··· Working data ···
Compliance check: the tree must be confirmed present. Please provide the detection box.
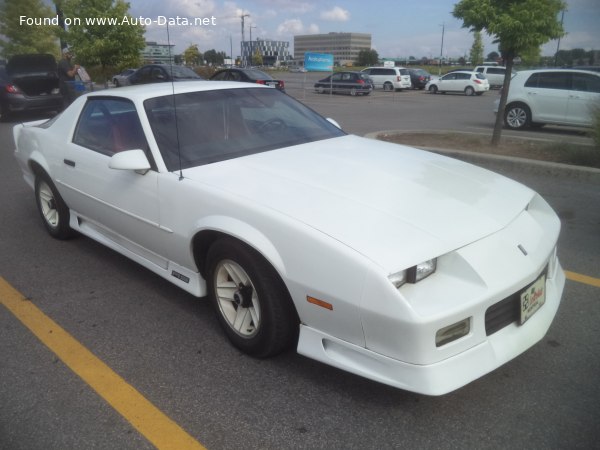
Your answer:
[183,44,202,66]
[55,0,145,76]
[452,0,566,146]
[0,0,60,59]
[252,48,263,66]
[469,30,483,66]
[204,49,225,66]
[356,49,379,66]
···
Your task:
Add 73 to every bounding-box coordinate in the answers and write out every line of the items again, including the text that asks for the box. Leave the picture out.

Full output:
Compliance check: the tree must be confirmed present. Please provide the detection box.
Your answer:
[256,117,275,139]
[128,73,218,149]
[525,73,639,219]
[73,73,133,132]
[325,121,336,139]
[542,103,556,139]
[277,122,298,139]
[429,122,452,139]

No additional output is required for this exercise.